--- What is being asked ---
Pick out each line of the items below that contains the string "snorkeler" and copy it. Uppercase and lowercase count as different.

--- Supplied material ---

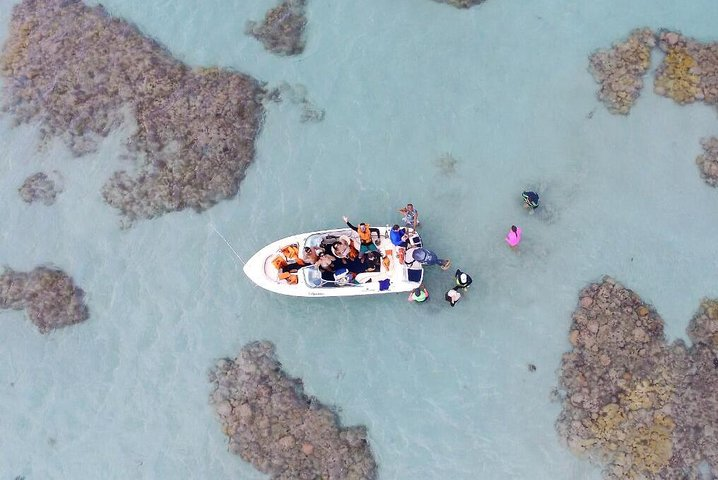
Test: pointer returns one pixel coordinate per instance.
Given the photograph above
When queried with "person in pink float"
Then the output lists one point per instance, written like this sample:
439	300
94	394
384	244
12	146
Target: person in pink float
513	238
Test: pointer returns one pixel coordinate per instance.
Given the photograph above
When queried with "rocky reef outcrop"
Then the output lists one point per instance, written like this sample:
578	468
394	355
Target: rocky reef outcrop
80	72
689	70
708	161
462	3
40	187
632	403
620	70
49	297
282	30
272	424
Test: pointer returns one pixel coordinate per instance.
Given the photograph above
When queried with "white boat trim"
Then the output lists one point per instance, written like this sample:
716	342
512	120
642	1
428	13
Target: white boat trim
260	270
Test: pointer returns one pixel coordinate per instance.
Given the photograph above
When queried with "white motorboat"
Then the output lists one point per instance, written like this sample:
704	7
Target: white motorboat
275	268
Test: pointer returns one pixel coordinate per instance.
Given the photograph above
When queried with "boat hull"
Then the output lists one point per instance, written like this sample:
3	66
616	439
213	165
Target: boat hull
259	269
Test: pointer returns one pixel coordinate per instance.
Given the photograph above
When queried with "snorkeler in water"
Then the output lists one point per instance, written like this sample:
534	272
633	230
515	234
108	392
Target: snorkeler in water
530	200
513	238
463	279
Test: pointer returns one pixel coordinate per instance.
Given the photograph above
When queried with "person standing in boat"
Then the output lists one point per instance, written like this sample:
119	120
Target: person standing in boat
398	236
411	216
366	244
419	295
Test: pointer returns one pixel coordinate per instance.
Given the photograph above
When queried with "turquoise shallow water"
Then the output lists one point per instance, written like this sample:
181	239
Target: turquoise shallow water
445	393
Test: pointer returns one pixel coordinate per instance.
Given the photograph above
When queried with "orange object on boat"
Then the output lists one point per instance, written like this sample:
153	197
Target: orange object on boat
279	262
291	278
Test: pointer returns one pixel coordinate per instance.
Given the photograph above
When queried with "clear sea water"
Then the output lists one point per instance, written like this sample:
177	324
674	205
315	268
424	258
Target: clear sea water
445	393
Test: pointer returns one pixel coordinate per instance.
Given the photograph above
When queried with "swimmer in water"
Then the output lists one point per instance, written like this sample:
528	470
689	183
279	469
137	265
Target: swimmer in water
513	238
530	200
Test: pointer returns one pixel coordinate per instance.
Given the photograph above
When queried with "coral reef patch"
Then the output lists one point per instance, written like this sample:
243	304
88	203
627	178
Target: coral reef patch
461	3
708	161
78	71
619	70
689	71
632	403
297	95
39	187
49	297
282	30
272	424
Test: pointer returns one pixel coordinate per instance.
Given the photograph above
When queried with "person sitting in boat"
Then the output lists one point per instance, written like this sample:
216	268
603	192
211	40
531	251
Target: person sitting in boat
311	255
325	262
411	216
344	248
364	231
398	236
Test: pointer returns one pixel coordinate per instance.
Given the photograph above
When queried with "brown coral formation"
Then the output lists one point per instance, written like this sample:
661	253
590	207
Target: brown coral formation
39	187
619	70
77	70
708	161
282	31
274	426
689	71
49	296
462	3
637	406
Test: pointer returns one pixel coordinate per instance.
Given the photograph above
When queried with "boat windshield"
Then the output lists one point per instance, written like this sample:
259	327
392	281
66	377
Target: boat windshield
312	276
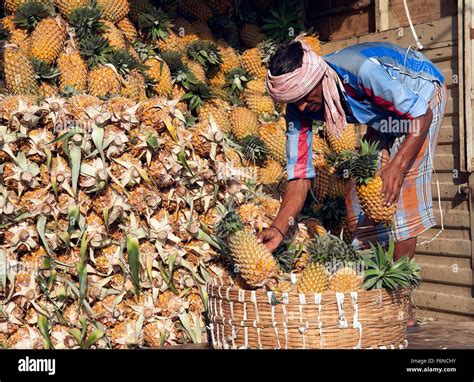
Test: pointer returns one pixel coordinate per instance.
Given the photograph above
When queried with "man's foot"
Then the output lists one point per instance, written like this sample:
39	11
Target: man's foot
412	325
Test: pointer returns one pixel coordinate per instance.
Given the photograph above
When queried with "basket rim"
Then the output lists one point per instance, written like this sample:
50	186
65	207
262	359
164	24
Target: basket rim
219	283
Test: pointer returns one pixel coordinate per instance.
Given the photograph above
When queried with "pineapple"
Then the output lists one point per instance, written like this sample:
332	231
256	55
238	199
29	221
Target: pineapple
73	70
104	81
11	6
114	10
314	279
11	104
135	87
159	73
337	186
331	251
244	122
346	141
252	63
319	145
20	77
254	150
47	74
271	173
260	104
65	7
381	271
196	69
47	89
219	111
254	262
369	186
275	139
315	228
320	183
206	54
113	35
345	280
128	29
231	58
20	38
172	43
48	39
78	104
139	7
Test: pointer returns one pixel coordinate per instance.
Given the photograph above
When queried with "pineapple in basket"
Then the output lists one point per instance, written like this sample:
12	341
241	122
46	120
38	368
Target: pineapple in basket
159	74
326	253
73	71
346	141
369	186
252	261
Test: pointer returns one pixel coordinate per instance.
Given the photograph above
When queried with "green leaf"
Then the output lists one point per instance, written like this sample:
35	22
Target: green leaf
43	327
133	252
75	159
95	336
40	228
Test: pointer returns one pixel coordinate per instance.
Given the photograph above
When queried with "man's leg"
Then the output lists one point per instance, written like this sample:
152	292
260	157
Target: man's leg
402	248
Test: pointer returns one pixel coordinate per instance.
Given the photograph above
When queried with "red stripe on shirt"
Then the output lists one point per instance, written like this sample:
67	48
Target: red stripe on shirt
381	102
302	161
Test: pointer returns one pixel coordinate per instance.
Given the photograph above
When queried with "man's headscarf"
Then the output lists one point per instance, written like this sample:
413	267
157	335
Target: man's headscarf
293	86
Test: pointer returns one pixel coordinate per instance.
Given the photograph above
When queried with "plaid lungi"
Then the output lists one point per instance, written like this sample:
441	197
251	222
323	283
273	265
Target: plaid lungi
414	213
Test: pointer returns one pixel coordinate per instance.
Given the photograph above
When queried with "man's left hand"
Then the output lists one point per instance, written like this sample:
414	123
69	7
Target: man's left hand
392	177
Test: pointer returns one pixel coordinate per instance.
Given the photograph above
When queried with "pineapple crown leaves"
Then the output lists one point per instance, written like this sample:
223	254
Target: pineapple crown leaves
197	95
267	48
87	21
69	91
332	211
382	272
236	81
205	53
154	24
284	23
230	222
286	254
331	248
225	28
4	32
341	162
144	50
95	50
29	14
43	70
123	62
180	72
254	149
364	164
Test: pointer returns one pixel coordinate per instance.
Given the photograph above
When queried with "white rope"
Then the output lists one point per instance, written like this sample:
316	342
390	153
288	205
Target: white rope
340	308
417	40
356	323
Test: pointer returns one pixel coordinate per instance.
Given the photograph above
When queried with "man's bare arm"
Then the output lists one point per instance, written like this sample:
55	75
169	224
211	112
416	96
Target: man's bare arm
292	204
393	173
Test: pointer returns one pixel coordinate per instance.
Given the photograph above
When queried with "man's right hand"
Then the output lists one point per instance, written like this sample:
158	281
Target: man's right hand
271	238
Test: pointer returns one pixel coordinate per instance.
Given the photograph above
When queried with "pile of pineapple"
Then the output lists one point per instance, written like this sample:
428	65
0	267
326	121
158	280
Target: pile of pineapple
129	133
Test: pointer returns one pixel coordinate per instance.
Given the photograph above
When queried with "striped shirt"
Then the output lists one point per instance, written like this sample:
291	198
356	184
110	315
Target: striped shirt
382	82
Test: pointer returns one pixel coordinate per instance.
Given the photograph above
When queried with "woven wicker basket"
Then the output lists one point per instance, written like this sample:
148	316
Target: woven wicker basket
244	319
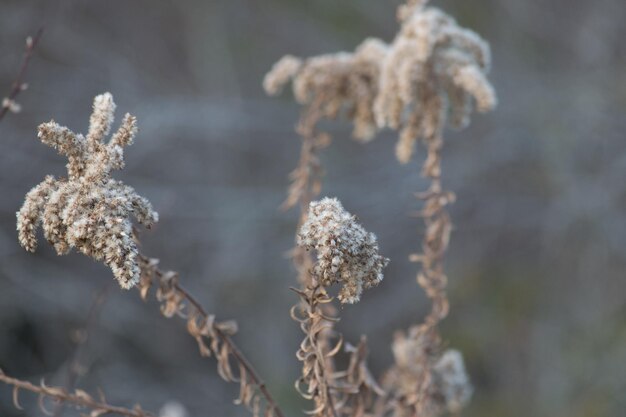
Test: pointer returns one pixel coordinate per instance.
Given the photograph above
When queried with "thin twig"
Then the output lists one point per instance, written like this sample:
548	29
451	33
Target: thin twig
79	398
19	85
178	293
75	364
236	352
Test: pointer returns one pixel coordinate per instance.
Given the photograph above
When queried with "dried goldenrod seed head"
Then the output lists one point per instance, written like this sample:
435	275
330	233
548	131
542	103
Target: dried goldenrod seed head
433	72
336	83
89	210
431	382
346	253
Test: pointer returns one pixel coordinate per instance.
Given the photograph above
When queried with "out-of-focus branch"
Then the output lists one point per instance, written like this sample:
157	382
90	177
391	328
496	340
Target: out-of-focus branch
8	103
76	364
79	399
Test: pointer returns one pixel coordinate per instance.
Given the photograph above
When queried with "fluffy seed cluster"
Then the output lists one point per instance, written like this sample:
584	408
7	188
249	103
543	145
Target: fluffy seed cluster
346	253
334	83
433	70
89	210
427	383
429	76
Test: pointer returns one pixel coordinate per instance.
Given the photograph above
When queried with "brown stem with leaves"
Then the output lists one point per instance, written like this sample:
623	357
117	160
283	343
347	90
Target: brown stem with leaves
176	300
19	85
78	398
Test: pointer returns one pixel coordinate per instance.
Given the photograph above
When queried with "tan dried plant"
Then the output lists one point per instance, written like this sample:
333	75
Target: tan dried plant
430	76
90	211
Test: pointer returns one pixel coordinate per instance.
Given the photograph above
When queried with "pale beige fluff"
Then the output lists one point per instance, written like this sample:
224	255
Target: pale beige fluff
346	253
89	210
427	382
427	78
331	84
433	71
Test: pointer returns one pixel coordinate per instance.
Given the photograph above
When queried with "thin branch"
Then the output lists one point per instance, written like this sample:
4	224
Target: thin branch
202	325
19	85
79	398
75	364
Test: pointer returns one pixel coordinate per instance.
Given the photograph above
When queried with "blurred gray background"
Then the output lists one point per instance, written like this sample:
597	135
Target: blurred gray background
538	254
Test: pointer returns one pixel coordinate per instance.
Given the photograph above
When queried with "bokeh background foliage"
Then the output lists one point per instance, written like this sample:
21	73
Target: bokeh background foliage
538	253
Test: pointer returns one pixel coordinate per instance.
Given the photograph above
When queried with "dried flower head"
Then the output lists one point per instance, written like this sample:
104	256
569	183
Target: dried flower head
451	380
424	381
332	83
346	252
432	72
89	210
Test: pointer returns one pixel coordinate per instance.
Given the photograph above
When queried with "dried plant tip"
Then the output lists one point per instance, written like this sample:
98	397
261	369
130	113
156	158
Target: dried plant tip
432	72
281	73
346	253
333	84
89	211
11	105
451	381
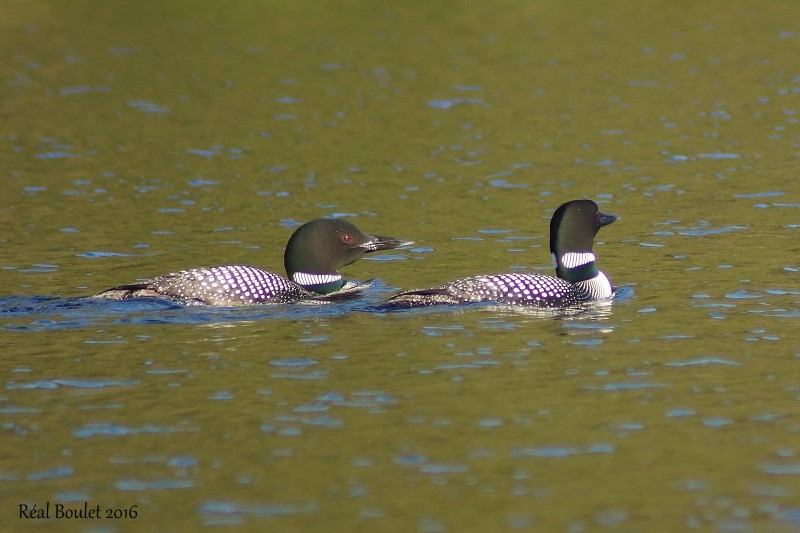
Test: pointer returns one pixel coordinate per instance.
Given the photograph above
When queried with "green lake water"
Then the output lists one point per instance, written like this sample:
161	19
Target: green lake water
140	138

--- Response ---
When queried with "snorkeler in water"
Target: snorkeler in water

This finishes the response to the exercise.